**THE INPUT**
+--

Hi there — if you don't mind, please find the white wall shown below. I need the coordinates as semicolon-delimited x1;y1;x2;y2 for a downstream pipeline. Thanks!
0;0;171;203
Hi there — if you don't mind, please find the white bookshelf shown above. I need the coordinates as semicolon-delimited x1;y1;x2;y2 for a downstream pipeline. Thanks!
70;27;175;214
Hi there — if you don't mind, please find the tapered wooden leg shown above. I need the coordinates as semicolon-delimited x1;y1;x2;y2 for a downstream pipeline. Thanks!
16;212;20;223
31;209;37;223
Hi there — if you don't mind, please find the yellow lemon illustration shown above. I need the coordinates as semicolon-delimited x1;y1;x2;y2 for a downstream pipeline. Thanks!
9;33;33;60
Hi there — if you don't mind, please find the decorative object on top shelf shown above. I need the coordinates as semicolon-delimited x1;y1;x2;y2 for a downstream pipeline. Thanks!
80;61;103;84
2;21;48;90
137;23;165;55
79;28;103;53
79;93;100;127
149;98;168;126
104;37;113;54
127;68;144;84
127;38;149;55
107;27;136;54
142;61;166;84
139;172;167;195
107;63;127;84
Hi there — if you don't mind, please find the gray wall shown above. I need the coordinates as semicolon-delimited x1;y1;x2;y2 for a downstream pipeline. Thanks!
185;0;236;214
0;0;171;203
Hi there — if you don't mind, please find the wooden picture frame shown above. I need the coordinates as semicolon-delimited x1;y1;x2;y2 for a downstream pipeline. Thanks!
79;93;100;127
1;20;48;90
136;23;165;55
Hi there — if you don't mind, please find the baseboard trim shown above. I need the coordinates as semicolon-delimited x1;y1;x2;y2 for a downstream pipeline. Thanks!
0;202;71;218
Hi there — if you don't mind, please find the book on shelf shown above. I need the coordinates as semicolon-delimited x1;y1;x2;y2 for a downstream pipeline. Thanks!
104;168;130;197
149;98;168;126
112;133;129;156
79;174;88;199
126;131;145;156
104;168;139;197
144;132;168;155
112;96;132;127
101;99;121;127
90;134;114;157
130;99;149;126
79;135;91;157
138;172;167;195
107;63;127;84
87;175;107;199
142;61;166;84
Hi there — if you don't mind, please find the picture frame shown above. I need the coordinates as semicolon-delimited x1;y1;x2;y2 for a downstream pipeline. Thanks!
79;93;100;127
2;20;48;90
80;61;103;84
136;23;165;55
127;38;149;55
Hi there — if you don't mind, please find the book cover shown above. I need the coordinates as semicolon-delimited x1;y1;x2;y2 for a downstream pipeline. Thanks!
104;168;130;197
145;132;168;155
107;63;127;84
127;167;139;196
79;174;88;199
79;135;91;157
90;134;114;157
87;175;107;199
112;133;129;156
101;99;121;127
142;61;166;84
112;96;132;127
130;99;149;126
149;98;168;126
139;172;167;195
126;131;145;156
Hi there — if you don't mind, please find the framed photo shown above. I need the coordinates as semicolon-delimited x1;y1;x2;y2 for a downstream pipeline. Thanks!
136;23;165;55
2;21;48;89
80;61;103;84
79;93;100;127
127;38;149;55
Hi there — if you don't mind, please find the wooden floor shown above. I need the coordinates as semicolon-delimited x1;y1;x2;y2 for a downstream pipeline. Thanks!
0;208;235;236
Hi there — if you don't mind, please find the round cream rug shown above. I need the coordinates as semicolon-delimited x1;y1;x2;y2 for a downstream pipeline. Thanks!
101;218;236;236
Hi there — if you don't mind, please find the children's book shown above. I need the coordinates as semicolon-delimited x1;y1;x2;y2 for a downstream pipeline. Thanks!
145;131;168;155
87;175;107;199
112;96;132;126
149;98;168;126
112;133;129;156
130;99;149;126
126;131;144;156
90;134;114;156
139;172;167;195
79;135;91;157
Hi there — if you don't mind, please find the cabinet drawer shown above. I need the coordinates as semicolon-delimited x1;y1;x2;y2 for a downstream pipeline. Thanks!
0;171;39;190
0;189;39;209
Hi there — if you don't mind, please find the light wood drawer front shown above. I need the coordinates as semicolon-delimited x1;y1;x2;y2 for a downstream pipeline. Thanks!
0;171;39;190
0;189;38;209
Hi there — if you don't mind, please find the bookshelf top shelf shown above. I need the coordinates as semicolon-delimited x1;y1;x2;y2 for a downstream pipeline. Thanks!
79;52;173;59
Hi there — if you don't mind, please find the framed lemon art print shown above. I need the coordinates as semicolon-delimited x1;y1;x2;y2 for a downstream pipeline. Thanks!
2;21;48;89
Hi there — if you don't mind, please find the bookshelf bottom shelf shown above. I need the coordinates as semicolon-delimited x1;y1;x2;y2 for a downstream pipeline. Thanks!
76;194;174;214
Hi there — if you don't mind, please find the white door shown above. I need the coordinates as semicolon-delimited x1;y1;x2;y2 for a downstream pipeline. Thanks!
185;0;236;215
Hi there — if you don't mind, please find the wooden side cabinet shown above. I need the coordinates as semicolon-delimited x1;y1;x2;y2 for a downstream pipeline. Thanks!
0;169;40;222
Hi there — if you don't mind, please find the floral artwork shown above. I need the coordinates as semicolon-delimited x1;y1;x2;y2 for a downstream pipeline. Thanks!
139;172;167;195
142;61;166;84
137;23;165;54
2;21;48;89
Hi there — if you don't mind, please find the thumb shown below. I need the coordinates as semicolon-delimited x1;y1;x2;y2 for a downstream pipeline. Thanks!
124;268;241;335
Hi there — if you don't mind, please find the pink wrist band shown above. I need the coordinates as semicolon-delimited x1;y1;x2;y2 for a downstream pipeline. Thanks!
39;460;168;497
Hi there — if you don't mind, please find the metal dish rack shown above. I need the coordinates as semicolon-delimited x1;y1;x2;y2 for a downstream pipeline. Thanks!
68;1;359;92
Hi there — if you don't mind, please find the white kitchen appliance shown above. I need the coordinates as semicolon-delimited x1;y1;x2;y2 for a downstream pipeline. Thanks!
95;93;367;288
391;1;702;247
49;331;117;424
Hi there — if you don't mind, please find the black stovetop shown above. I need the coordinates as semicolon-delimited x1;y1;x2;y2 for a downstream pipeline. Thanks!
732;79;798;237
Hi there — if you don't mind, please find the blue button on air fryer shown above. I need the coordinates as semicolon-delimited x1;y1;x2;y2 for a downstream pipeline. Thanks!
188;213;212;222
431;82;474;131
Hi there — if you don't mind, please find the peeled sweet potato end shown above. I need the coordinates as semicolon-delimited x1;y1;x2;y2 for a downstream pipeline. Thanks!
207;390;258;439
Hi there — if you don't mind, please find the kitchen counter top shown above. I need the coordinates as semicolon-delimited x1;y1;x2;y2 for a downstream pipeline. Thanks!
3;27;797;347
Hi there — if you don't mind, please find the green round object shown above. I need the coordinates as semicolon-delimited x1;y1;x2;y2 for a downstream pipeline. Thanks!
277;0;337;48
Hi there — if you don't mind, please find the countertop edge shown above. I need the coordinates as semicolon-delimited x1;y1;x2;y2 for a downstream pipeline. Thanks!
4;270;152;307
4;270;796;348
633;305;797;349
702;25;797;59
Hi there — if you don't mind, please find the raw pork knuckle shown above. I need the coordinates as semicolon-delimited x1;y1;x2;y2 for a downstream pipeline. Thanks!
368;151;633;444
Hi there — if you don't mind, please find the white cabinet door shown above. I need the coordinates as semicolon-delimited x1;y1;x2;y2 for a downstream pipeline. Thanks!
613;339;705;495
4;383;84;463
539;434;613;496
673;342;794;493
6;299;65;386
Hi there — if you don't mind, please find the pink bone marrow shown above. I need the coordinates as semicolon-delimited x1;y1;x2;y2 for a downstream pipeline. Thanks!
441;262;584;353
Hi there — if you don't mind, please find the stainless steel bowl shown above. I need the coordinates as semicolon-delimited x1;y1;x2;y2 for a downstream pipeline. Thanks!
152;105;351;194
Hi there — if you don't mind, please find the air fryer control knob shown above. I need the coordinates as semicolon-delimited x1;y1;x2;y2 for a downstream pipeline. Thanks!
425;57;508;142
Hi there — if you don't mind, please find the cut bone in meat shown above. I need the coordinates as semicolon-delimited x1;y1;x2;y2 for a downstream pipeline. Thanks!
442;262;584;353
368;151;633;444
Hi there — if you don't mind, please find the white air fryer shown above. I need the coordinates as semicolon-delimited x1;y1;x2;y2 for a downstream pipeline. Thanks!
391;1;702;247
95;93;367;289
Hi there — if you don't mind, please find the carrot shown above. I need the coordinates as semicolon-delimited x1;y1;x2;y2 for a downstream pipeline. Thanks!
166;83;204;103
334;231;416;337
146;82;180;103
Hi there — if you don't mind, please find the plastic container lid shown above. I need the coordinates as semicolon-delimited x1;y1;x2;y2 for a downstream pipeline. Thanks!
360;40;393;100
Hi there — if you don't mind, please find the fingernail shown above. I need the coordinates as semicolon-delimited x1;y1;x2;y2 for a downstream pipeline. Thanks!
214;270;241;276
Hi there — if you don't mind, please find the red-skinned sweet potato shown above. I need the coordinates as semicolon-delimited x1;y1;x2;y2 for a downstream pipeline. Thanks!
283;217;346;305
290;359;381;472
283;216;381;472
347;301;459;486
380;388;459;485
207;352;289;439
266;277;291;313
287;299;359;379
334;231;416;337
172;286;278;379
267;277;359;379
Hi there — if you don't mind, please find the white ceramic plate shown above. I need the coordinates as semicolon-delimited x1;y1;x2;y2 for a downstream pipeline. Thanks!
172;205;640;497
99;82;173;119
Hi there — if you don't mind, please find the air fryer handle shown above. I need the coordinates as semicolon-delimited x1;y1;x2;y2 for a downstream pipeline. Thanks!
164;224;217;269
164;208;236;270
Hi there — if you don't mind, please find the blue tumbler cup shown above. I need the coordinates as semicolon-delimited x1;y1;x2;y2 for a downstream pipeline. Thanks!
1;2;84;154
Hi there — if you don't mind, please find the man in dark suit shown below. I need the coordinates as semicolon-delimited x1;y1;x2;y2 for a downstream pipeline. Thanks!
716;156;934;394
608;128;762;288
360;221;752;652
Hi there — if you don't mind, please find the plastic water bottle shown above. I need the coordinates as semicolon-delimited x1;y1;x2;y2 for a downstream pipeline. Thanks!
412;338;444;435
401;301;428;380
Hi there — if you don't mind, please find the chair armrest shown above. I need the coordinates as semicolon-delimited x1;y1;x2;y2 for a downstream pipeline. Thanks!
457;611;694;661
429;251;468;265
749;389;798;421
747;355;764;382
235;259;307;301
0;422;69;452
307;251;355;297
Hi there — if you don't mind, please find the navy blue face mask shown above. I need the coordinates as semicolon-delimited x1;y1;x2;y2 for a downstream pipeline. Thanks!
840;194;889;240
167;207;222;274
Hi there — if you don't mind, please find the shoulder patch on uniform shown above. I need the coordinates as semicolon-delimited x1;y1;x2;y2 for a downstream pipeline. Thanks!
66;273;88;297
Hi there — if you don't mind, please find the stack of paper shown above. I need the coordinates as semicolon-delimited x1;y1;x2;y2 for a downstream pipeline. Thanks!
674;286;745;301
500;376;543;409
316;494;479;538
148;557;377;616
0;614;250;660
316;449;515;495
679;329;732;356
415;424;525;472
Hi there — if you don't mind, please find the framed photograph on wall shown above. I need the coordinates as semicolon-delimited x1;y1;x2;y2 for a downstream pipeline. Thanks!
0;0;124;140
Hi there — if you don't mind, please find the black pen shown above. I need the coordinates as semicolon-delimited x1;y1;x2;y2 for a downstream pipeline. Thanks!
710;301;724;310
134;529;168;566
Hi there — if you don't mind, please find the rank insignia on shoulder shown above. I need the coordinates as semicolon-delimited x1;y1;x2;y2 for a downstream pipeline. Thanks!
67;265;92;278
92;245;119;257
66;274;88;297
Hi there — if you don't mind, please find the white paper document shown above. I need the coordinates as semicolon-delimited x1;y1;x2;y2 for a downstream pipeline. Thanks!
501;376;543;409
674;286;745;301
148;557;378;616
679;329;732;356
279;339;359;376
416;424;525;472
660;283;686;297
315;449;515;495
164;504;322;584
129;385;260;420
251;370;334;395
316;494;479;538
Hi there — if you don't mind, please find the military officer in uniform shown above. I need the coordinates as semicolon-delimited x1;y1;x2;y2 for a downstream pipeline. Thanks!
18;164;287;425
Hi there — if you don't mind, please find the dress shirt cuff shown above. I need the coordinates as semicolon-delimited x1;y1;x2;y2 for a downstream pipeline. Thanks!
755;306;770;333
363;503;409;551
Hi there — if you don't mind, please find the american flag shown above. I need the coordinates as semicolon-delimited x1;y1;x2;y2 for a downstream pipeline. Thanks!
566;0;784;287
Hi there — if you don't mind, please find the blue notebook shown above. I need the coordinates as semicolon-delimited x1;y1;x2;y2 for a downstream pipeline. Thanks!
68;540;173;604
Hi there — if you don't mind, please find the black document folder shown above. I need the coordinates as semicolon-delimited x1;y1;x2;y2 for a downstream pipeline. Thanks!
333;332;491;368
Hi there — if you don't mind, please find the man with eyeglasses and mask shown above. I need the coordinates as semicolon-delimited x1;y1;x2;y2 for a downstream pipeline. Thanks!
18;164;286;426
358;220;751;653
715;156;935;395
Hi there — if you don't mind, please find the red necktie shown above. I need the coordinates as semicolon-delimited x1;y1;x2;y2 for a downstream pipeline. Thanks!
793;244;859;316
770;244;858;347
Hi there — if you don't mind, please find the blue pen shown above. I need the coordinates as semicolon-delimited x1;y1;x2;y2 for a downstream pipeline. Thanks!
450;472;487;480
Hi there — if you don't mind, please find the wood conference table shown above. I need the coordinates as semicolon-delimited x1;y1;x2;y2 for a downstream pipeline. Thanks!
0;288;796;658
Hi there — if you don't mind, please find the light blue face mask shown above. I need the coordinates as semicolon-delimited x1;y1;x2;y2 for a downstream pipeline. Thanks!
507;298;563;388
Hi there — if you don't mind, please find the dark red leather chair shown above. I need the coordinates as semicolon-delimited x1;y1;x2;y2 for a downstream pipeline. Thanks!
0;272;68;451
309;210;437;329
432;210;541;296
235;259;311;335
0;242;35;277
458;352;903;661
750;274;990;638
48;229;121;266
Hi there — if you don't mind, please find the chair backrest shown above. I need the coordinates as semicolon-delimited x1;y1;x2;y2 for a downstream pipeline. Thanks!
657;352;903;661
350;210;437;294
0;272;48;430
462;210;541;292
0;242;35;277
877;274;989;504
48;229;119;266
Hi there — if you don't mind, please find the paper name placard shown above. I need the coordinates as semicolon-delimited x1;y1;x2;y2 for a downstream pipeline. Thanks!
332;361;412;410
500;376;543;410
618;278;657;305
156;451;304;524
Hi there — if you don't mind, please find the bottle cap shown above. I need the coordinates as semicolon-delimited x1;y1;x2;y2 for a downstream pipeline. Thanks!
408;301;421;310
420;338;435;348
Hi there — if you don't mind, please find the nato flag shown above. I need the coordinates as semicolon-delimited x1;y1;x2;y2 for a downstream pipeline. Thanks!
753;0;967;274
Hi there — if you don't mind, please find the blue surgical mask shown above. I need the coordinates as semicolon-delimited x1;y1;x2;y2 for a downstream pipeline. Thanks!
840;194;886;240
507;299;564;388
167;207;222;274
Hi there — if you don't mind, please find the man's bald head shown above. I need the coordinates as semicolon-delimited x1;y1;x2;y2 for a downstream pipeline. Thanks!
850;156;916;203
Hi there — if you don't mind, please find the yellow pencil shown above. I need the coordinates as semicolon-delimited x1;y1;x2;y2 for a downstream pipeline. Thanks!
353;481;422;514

+--

**TASK INSTRUCTIONS**
All lines starting at the one holding "the yellow pencil" and ending at the last line above must be output exactly, and no other line may appear.

**EXERCISE ANSWER**
Hi there — if you don't mind, please find the yellow pencil shown above. I need the coordinates as semicolon-delimited x1;y1;x2;y2 for a downstream pipeline. Thanks!
353;481;422;514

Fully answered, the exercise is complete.